▶ ESTRATTO DELLA FONTE
####################
Ormai completamente disintossicati e profondi conoscitori del dizionario, quando esce "A good day to die hard" i nostri sono pronti: arriva così da noi "Un buon giorno per morire", nell'ufficio traduzioni si festeggia e versa spumante. Nelle sale, si versano lacrime. Oltre i capelli Willis ha perso anche la voglia, e si vede. Non è stato pagato e motivato abbastanza. Dai, lo sapevano che per fargli far le cose per bene bisogna rapirgli moglie e figli. In questa ultima (si spera viviamente) pellicola il figlio è nei guai in russia e paparino va a vedere cosa è successo, poi c'è un inseguimento di mezz'ora in cui McClane capotta un autoblindo militare utilizzando una Twingo, poi ci sono colpi di scena così prevedibili che ancora un po' te li scrivevano sugli striscioni all'ingresso del cinema, poi ci sono sparatorie ed esplosioni ed altri elicotteri abbattuti e poi il film finisce e mentre scorrono i titoli di coda e tu esci dalla sala contento, non per il bel film ma perché stai uscendo, ti trovi il realismo che ritorna, sigaretta in bocca, chiedendo se si è perso qualcosa.
####################
▶ MATERIALE FORNITO

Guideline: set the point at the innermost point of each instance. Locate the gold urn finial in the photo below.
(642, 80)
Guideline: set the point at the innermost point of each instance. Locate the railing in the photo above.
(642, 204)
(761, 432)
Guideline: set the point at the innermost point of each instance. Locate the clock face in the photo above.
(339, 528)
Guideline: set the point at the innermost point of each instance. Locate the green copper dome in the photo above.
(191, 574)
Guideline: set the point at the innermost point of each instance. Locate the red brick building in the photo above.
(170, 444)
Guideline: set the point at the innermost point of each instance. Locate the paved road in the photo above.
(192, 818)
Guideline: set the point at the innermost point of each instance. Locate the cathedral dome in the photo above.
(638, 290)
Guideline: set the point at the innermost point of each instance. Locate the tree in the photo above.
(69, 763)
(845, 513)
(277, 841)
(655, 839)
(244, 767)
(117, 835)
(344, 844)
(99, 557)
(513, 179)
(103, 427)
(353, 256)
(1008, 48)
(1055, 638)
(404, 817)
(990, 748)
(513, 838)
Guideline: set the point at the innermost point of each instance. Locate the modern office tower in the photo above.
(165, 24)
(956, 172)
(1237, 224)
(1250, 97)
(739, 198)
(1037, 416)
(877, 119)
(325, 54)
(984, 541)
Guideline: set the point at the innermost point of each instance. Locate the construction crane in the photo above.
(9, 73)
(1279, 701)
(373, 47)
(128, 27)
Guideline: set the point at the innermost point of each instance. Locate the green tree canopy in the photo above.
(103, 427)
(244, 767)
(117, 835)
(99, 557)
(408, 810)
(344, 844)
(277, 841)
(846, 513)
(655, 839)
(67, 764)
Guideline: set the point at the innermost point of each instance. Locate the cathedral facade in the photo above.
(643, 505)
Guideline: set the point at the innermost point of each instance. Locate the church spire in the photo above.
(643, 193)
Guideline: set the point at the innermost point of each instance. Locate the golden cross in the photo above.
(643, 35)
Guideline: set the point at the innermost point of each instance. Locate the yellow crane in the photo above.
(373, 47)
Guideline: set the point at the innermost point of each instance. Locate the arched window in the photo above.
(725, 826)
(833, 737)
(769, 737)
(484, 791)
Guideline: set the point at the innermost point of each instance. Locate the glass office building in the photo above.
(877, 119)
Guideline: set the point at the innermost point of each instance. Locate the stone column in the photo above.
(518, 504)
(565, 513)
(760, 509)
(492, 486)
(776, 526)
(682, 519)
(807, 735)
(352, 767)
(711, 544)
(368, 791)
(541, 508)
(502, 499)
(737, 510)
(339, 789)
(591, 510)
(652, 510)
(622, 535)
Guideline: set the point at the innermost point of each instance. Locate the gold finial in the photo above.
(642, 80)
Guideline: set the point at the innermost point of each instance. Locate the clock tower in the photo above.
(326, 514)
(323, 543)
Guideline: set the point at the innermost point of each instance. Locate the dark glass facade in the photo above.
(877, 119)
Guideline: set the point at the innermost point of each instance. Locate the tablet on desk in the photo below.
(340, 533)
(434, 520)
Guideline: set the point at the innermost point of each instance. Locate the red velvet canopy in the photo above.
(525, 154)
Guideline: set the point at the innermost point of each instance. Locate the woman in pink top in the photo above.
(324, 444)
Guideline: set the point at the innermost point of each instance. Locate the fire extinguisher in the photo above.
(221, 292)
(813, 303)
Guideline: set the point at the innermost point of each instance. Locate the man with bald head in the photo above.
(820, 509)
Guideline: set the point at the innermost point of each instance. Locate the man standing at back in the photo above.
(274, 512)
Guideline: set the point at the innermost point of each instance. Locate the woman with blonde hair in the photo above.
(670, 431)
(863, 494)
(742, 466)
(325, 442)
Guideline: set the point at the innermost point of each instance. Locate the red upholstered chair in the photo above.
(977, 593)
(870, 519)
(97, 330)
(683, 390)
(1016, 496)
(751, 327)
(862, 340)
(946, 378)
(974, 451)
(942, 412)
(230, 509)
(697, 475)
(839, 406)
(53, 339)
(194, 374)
####################
▶ IL PROBLEMA
Ripeti integralmente, senza alcuna modifica, il brano sul film «Un buon giorno per morire». Le righe non hanno alcun legame con il brano.

▶ RISPOSTA ALLA CONSEGNA
Ormai completamente disintossicati e profondi conoscitori del dizionario, quando esce "A good day to die hard" i nostri sono pronti: arriva così da noi "Un buon giorno per morire", nell'ufficio traduzioni si festeggia e versa spumante. Nelle sale, si versano lacrime. Oltre i capelli Willis ha perso anche la voglia, e si vede. Non è stato pagato e motivato abbastanza. Dai, lo sapevano che per fargli far le cose per bene bisogna rapirgli moglie e figli. In questa ultima (si spera viviamente) pellicola il figlio è nei guai in russia e paparino va a vedere cosa è successo, poi c'è un inseguimento di mezz'ora in cui McClane capotta un autoblindo militare utilizzando una Twingo, poi ci sono colpi di scena così prevedibili che ancora un po' te li scrivevano sugli striscioni all'ingresso del cinema, poi ci sono sparatorie ed esplosioni ed altri elicotteri abbattuti e poi il film finisce e mentre scorrono i titoli di coda e tu esci dalla sala contento, non per il bel film ma perché stai uscendo, ti trovi il realismo che ritorna, sigaretta in bocca, chiedendo se si è perso qualcosa.